(To do) Reproduce exactly the final portion of the data: every line from the one containing "Target: shrub" through the last line, inclusive.

·····

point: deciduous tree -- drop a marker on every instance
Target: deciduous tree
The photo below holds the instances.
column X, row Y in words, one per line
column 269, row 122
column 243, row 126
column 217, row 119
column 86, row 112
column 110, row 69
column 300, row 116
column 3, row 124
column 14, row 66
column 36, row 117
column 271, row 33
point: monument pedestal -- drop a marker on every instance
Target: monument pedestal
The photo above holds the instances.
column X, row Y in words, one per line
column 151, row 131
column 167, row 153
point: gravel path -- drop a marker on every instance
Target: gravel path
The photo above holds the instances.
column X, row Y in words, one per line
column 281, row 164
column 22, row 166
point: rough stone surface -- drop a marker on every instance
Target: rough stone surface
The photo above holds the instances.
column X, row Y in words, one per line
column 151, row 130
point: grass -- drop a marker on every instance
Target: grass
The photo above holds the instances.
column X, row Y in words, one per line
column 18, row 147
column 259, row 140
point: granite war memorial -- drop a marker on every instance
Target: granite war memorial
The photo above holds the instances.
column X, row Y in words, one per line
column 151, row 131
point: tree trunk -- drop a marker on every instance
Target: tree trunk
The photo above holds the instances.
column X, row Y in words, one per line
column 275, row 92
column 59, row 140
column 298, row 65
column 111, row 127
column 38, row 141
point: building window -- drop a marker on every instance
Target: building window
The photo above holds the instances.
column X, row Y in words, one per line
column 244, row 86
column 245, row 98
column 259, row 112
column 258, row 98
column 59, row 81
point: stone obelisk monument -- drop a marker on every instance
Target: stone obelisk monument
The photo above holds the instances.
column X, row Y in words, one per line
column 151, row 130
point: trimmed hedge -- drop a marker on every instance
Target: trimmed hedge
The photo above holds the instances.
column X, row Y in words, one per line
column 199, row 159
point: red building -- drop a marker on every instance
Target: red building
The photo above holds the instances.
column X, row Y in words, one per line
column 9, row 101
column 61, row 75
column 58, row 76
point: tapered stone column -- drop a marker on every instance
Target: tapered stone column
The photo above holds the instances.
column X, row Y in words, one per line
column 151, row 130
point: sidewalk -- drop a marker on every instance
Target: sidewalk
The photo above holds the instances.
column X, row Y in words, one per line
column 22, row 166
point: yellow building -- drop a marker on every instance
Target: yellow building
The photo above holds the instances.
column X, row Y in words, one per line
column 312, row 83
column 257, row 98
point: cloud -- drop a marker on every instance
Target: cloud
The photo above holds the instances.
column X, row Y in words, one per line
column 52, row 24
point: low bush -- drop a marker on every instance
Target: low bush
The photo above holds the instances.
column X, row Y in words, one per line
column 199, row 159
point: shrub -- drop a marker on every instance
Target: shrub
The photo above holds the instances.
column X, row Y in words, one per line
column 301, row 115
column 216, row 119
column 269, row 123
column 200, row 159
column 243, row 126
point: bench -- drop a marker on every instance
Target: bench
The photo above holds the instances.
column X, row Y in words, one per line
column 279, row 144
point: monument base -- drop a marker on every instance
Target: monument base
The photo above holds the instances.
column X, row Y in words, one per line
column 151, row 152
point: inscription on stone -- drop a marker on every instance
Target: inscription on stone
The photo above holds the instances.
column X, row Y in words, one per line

·····

(Output of the task)
Target: shrub
The photo above holds the instances.
column X, row Y in words, one per line
column 301, row 115
column 216, row 119
column 269, row 123
column 200, row 159
column 243, row 126
point: bench -- drop a marker on every instance
Target: bench
The photo above holds the instances.
column X, row Y in words, one per line
column 279, row 144
point: monument base -- drop a marker on every instance
Target: monument base
The photo above holds the instances.
column X, row Y in words, one per line
column 151, row 152
point: inscription on stone -- drop a marker on every instance
Target: inscription on stone
The photo above holds the instances.
column X, row Y in words, one per line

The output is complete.